No artigo de José Manuel Fernandes, este considerava que Noronha de Nascimento, que iria presidir ao Supremo Tribunal, representava "a face sombria da nossa justiça"
O Tribunal Europeu dos Direitos do Homem (TEDH )condenou o Estado português num caso que envolvia um texto escrito por José Manuel Fernandes (atual Publisher do Observador), em 2006, quando era diretor do Público. Esse texto, A estratégia da aranha, uma crítica ao discurso de tomada de posse como presidente do Supremo Tribunal de Justiça, de Noronha do Nascimento, foi considerado difamatório pelos tribunais portugueses, que condenaram o jornalista a pagar uma indemnização de 60 mil euros àquele juiz.

Texto integral da sentença do TEDH

Veja aqui o texto integral da sentença do Tribunal Europeu dos Direitos do Homem.
Na sentença do Tribunal Europeu considera-se que os tribunais portugueses se “excederam na sua margem de apreciação” no que respeita aos limites que podem existir no debate de temas de interesse público. “Não há qualquer relação razoável de proporcionalidade entre, por um lado, a restrição à liberdade de expressão do queixoso [José Manuel Fernandes] e, por outro lado, o objetivo prosseguido” de proteção do bom nome de Noronha do Nascimento. No artigo considerava-se que esse juiz representava “a face sombria da nossa justiça”m criticando-o por se disponibilizar, como presidente do Supremo Tribunal, “para ser o rosto de uma fronda dos juízes contra as decisões reformistas do poder político, neste momento objeto de um consenso alargado entre o partido do Governo e a principal força da oposição”.

** Tarefa 1 **
Extraia o texto apresentado na íntegra, reproduzindo-o sem qualquer alteração.
A listagem não tem qualquer relação com o texto apresentado.

** Excertos de dados **
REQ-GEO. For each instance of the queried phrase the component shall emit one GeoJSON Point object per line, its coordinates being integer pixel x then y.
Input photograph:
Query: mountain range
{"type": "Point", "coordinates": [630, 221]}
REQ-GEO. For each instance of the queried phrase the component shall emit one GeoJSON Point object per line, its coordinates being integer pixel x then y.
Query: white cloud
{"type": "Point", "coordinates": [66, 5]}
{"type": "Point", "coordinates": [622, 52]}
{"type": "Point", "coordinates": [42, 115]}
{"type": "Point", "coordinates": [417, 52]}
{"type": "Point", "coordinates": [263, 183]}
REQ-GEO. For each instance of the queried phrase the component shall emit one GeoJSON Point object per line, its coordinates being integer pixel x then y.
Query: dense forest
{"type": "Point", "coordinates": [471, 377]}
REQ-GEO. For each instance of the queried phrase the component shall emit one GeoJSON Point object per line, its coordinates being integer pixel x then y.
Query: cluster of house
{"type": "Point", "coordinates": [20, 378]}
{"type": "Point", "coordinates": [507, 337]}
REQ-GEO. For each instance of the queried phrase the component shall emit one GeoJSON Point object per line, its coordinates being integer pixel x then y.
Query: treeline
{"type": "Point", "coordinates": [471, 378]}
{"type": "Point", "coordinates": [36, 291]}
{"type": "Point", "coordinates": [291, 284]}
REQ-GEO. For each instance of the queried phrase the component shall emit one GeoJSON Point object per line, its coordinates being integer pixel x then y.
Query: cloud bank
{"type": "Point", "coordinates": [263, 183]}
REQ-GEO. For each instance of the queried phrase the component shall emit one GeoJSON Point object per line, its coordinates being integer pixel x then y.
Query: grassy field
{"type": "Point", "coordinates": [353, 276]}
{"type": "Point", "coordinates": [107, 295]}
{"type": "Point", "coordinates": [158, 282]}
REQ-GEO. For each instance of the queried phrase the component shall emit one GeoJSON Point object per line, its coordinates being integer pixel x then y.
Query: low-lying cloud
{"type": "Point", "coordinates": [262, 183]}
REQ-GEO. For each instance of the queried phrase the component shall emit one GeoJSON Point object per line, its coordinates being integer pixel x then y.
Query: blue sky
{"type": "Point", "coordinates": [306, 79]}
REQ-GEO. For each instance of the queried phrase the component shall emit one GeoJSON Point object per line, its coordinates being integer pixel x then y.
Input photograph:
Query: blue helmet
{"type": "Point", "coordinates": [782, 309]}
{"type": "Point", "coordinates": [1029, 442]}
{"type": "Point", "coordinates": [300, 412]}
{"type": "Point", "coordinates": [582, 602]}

...

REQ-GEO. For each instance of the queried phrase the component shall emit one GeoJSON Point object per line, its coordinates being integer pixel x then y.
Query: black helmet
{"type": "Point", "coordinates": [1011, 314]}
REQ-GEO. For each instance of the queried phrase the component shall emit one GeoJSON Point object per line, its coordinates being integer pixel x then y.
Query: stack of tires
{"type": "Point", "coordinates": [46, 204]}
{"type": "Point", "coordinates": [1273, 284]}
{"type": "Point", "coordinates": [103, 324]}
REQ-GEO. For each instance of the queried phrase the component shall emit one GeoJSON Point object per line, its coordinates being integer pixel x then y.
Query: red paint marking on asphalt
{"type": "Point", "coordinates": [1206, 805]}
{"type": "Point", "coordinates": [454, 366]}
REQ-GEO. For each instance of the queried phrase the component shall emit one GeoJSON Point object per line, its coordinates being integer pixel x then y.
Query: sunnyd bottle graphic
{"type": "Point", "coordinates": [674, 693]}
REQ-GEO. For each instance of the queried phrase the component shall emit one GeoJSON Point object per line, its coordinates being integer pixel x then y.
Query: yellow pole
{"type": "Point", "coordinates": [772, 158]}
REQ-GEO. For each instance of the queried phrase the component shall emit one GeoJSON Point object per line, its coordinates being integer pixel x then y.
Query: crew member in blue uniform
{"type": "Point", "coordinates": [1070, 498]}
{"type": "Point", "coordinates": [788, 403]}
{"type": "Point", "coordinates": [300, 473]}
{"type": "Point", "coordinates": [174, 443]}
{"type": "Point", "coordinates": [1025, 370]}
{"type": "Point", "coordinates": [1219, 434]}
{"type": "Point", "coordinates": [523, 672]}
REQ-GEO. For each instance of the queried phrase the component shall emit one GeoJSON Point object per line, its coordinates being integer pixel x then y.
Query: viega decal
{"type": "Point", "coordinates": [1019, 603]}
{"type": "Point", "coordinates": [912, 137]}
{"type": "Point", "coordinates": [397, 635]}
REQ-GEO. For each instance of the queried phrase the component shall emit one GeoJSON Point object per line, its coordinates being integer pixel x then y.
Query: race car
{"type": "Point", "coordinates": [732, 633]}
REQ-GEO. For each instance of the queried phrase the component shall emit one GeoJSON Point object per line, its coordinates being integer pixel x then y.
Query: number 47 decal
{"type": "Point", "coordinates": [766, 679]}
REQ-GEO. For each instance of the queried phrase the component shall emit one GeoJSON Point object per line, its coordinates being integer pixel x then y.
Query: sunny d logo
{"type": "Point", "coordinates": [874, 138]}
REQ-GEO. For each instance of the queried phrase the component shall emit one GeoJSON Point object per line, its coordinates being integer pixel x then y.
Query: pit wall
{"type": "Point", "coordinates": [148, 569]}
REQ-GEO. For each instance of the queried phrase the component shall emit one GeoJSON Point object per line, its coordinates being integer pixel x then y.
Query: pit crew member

** Tarefa 2 **
Conte as linhas da listagem em que aparece a palavra "cloud" e responda só com esse número.

** Resultado correto 1 **
No artigo de José Manuel Fernandes, este considerava que Noronha de Nascimento, que iria presidir ao Supremo Tribunal, representava "a face sombria da nossa justiça"
O Tribunal Europeu dos Direitos do Homem (TEDH )condenou o Estado português num caso que envolvia um texto escrito por José Manuel Fernandes (atual Publisher do Observador), em 2006, quando era diretor do Público. Esse texto, A estratégia da aranha, uma crítica ao discurso de tomada de posse como presidente do Supremo Tribunal de Justiça, de Noronha do Nascimento, foi considerado difamatório pelos tribunais portugueses, que condenaram o jornalista a pagar uma indemnização de 60 mil euros àquele juiz.

Texto integral da sentença do TEDH

Veja aqui o texto integral da sentença do Tribunal Europeu dos Direitos do Homem.
Na sentença do Tribunal Europeu considera-se que os tribunais portugueses se “excederam na sua margem de apreciação” no que respeita aos limites que podem existir no debate de temas de interesse público. “Não há qualquer relação razoável de proporcionalidade entre, por um lado, a restrição à liberdade de expressão do queixoso [José Manuel Fernandes] e, por outro lado, o objetivo prosseguido” de proteção do bom nome de Noronha do Nascimento. No artigo considerava-se que esse juiz representava “a face sombria da nossa justiça”m criticando-o por se disponibilizar, como presidente do Supremo Tribunal, “para ser o rosto de uma fronda dos juízes contra as decisões reformistas do poder político, neste momento objeto de um consenso alargado entre o partido do Governo e a principal força da oposição”.

** Resultado correto 2 **
3